Material to process>
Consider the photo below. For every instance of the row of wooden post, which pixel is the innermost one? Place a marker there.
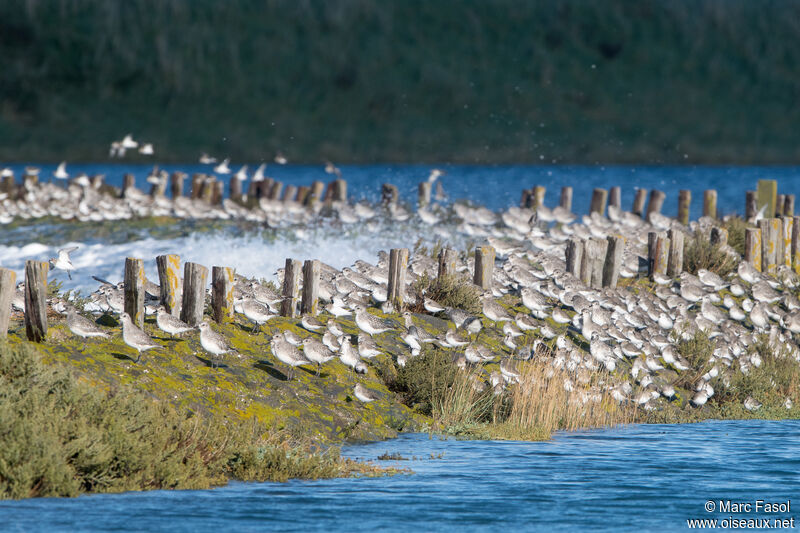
(533, 198)
(596, 262)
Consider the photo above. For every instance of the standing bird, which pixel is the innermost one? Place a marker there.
(82, 326)
(170, 324)
(63, 262)
(213, 342)
(134, 337)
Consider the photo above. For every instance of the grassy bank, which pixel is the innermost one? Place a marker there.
(499, 81)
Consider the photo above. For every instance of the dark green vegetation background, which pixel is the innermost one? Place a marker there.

What the exercise asks>
Update the items above by replacing "Place a marker there" with "Put a dot on it" everywhere, and keep every other word the same. Leave the pictures out of your answer.

Full response>
Consider the photo below. For every instance of the row of wooden post, which pixel is the innermost one? Put a dot on it.
(533, 198)
(596, 262)
Consider the photo above. For every instance of the standing bird, which pixel is the innermost one? Put a dot on it.
(82, 326)
(170, 324)
(63, 262)
(213, 342)
(134, 337)
Consider the photo above. For every instance of the grassy bank, which pixel is the innermost one? Put a dot on it.
(499, 81)
Consider the photo above. For every instance of the dark green vegetation background, which pixel is the innermost one? Put a dot on it.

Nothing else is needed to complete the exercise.